Count the lines in the items below that contain the string "leaf", matching case exactly, and reply with only the number.

* Entries shown:
|---|

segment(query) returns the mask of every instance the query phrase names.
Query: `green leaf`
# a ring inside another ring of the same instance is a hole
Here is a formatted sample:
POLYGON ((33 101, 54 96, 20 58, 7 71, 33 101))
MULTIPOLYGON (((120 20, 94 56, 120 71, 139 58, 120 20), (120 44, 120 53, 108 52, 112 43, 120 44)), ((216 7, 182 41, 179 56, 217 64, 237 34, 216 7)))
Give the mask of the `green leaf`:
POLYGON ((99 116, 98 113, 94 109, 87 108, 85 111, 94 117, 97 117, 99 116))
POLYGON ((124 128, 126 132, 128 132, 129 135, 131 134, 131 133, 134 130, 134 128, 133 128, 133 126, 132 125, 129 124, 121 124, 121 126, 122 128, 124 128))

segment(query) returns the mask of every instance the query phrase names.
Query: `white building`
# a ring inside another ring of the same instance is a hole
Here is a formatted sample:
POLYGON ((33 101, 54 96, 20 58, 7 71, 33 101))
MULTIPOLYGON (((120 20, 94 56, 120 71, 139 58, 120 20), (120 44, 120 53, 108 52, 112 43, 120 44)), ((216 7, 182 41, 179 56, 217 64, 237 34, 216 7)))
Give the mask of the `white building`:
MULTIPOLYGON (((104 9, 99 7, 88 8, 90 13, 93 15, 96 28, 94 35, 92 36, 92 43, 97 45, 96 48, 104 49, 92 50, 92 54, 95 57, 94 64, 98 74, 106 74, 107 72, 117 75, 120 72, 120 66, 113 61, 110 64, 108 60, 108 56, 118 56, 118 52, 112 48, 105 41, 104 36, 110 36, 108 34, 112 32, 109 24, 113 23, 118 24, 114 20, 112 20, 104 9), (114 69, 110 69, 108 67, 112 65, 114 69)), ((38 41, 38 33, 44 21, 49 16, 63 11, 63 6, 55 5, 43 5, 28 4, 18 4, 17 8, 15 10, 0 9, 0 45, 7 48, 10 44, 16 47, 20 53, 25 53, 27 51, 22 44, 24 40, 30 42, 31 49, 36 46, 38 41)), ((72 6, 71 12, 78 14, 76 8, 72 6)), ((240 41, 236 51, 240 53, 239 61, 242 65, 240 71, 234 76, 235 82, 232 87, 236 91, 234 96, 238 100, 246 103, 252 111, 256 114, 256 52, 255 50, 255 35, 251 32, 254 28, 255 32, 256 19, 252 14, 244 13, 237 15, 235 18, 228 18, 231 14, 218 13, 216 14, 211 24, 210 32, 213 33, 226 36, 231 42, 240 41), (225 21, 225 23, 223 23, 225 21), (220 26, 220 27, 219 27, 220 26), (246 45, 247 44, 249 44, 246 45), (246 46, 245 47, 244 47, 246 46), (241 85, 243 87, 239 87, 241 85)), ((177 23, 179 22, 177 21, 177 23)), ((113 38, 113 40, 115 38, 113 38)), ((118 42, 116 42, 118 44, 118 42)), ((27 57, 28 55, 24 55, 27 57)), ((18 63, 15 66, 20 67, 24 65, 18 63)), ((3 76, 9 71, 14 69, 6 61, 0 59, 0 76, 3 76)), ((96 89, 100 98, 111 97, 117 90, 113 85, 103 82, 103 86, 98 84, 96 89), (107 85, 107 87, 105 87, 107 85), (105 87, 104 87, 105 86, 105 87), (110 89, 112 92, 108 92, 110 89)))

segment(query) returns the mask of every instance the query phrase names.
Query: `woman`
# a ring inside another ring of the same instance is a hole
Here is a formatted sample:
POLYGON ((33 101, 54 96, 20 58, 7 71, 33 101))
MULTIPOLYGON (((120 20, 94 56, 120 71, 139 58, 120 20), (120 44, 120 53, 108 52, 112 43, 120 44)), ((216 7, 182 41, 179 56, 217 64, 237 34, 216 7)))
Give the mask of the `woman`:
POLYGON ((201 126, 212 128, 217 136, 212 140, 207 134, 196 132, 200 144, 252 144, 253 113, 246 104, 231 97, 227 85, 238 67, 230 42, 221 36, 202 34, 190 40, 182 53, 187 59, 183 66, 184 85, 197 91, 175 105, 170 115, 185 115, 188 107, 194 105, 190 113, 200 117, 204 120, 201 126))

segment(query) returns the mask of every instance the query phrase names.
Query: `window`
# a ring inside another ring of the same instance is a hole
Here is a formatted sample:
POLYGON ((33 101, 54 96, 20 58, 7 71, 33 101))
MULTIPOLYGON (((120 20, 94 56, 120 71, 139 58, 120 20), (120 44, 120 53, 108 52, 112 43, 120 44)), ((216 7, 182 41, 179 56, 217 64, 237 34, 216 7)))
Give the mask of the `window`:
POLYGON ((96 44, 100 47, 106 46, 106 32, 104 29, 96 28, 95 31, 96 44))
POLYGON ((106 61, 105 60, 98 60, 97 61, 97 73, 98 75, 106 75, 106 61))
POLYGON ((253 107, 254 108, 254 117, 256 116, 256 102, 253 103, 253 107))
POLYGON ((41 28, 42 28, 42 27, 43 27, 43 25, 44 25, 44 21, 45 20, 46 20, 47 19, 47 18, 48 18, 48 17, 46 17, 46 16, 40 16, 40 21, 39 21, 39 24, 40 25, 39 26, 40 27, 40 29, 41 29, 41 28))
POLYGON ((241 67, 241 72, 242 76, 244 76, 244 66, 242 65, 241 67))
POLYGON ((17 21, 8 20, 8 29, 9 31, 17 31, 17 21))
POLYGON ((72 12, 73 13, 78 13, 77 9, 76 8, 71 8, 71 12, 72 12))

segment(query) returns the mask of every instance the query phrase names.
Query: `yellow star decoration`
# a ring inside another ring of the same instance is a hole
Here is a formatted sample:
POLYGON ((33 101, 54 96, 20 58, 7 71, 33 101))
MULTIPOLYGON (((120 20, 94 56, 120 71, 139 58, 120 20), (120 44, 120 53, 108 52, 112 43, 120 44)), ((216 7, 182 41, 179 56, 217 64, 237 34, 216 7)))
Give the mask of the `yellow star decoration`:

|---|

* The answer: 2